- _WHAT IS BEING ASKED_
In the passage on IT spending, what does Gartner rank as the number one spend by CIOs this year?

- _PASSAGE GIVEN_
## Begin

According to Gartner, the top spend by CIOs this year is #1 virtualization and #2 cloud computing. Spending should increase by 8% to improve enterprise processes, reduce enterprise costs and improve the use of analytics / information (top 3 priorities, according to Gartner and the CIOs).
In the blizzard of new offerings and mergers, it becomes a daunting task to analyze the new tools and solutions and to forecast which company will future-proof today's decisions.
In order to save money, they've got to spend money. I believe investing in staff (hire, already!) to evaluate solutions which fit their CIO's initiatives will be KEY in 2010. People first, solutions second.


It is true. The key difference between recession in early 2002 and now is enterprises are willing to invest if there is a clear business benefit. Most of the IT technology vendors are compelled to show the ROI. While some of them do come up with ROI calculators and case studies, it is important to ensure same is applicable to your enterprise. Enterprise may not see ROI if the situations / assumptions of the ROI calculation is not relevant. In case of some technologies enterprise wide adaptation becomes key for realizing the benefits. What many CEOs and CFOs are looking for how does my enterprise benefit instead of going by benefits derived by a case study company.


This debate started way back – even before the recession when Nicholas Carr wrote the provocative article – "IT doesn't matter" in Harvard Business Review (http://www.roughtype.com/archives/2007/01/it_doesnt_matte.php)

Whatever value add or return on investment the IT department tries to show, it's still seen as a cost center traditionally in companies, as in most cases it doesn't add to the top line. Further the commoditization of IT and the trend towards off-shelf nature of IT may point to the impending doom of the CIO and his team. Add to that the recession which made a big dent in the CIO's budget now has made him in a defensive role to prove why companies need to do an increasing spend on IT. In future where IT will not matter is when IT is just going to restrict itself supporting the business, just like electricity – the usual ERP products streamlining a company's operation which is now taken to be granted. And the maintenance of IT infrastructure – a polished housekeeping as a managed service.

However IT is not just that. Here I'm just considering companies whose main line of business is not IT because that's where the debate holds much prominence. IT really matters when IT enables a company to get added business rather than just focusing on cost reduction. For instance, a book retailer going from a pure brick model to a brick and click thereby getting a chunk of online buyer's market milking his existing brand, IT matters there. Or a Singapore port which reduces the ship turn-around time using intelligent EDI and thereby making S'pore a famous port among sailors, IT matters there. (But in this example, the benefit enjoyed is only on a short term – as over a long run it can be replicated in other ports). But on a general note from an innovation standpoint when IT gets more business to a company, yes IT does matter.

## End

- _DATA SEGMENT_
## Begin

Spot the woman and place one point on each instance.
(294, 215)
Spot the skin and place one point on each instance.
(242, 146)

## End

- _EXERCISE SOLUTION_
Virtualization